The Seasons of Seafood on the NC Coast

North Carolina has over 70 different marine species that fishermen can catch to sell across the state and nation; however, not all species are available throughout the year. Did you know that, like produce, seafood availability is also seasonal? Fish, crustaceans, and molluscs (ex. oysters, clams, etc.) are impacted by water temperatures and currents, and their availability along the northern coast (from Currituck to Beaufort) will differ from the southern coast (Pamlico to Brunswick). The North Carolina Sea Grant program, which provides research and educational support for the NC seafood industry and consumers alike, has developed seasonal availability charts which illustrate when different seafood will be available from fishermen throughout the year. In August, species like blue crab, oysters, and shrimp are available along the whole coast, but tuna and tilefish are more plentiful along the northern coast while clams, grouper, and triggerfish are more available along the southern coast.

In addition to wild-caught operations, North Carolina fisheries also include aquaculture, which involves farming marine species under controlled conditions in ponds, lakes, oceans, rivers, and tanks. Some common species farmed in NC include finfish like tilapia, catfish, striped bass, and trout, crustaceans like crabs and crayfish, and molluscs such as clams and oysters. Aquaculture is a growing industry nationwide to keep up with increasing consumer demand for seafood year-round, and it is common to see a large portion of the seafood available at grocery stores sourced from aquaculture operations. North Carolina is currently second in the US for commercial trout production and is a large aquaculture producer of many other marine species.

> _WHAT TO WORK ON_:
1 > From the seafood text, list every kind of finfish it names as farmed in North Carolina.
2 > Sum up the seafood text in two sentences.
3 > Do these statements agree with the seafood text? Answer yes or no for each, and quote the words of the text that decide it.
(a) Seafood availability is the same along the northern and southern coasts.
(b) North Carolina ranks first in the US for commercial trout production.
(c) In August, shrimp can be found along the whole coast.
The listing that comes next is from a different source than the seafood text.

> _DATASET EXTRACT_:
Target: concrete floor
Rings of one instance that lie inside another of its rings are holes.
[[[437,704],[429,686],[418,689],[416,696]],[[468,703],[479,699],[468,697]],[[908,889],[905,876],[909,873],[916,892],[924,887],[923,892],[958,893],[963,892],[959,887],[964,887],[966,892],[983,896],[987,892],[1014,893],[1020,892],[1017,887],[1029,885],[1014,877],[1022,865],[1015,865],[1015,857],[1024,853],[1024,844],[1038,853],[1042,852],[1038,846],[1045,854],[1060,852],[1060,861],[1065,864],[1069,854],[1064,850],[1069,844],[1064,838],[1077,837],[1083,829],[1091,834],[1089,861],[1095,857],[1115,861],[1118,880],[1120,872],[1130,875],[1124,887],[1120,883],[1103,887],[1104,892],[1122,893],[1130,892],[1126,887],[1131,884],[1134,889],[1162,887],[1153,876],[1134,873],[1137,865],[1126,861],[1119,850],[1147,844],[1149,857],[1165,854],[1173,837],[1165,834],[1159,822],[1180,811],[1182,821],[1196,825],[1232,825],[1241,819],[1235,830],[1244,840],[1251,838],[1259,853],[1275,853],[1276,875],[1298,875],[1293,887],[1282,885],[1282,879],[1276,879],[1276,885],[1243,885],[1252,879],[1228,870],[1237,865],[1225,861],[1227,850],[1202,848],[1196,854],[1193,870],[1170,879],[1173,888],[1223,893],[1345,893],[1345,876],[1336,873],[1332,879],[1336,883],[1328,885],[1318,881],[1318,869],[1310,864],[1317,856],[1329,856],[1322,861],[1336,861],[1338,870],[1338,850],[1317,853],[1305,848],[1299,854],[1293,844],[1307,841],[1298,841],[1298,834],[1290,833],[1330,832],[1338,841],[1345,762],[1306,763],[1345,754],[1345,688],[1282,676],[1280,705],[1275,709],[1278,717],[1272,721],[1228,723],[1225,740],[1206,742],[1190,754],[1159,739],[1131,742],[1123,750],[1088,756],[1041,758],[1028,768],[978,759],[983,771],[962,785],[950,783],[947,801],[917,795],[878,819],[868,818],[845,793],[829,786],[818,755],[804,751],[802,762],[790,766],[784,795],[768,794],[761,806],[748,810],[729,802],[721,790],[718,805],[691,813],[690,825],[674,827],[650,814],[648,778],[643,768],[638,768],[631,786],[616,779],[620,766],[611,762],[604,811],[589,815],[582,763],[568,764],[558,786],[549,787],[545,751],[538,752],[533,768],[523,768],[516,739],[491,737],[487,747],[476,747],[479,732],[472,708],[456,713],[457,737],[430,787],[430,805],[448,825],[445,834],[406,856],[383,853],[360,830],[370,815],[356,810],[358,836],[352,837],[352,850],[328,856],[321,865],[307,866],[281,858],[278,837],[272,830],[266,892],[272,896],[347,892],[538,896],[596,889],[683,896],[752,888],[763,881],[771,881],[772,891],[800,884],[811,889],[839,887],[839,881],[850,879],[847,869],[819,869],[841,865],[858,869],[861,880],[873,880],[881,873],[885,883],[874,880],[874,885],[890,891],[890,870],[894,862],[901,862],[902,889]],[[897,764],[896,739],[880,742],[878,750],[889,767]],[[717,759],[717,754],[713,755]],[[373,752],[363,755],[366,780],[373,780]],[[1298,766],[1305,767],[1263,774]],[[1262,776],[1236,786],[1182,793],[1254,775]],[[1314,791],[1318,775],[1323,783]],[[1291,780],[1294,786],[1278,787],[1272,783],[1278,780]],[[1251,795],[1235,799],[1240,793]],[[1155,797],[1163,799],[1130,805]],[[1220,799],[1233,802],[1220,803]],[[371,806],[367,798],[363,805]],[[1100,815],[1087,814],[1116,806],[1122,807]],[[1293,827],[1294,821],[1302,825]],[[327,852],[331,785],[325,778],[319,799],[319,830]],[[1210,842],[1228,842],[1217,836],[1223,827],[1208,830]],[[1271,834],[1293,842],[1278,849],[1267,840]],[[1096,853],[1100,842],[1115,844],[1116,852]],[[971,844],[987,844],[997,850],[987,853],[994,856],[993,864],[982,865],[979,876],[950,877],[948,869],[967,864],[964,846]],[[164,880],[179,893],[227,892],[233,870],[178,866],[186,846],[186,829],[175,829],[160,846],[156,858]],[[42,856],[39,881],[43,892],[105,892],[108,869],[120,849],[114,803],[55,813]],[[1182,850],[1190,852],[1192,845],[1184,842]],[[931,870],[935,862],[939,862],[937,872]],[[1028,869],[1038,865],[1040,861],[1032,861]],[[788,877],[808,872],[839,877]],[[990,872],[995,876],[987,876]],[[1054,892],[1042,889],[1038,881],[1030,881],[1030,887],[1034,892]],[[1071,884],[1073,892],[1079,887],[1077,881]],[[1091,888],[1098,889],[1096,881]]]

> _SOLUTIONS TO EACH TASK_:
1 > tilapia, catfish, striped bass, trout

2 > North Carolina has over 70 marine species that fishermen catch and sell, but their availability changes with the seasons and differs between the northern and southern coast, which the North Carolina Sea Grant program tracks in seasonal availability charts. The state also farms species such as tilapia, catfish, trout, crabs, clams and oysters through aquaculture, a growing industry in which North Carolina is second in the US for commercial trout production.

3 >
(a) No: "their availability along the northern coast (from Currituck to Beaufort) will differ from the southern coast (Pamlico to Brunswick)"
(b) No: "North Carolina is currently second in the US for commercial trout production"
(c) Yes: "In August, species like blue crab, oysters, and shrimp are available along the whole coast"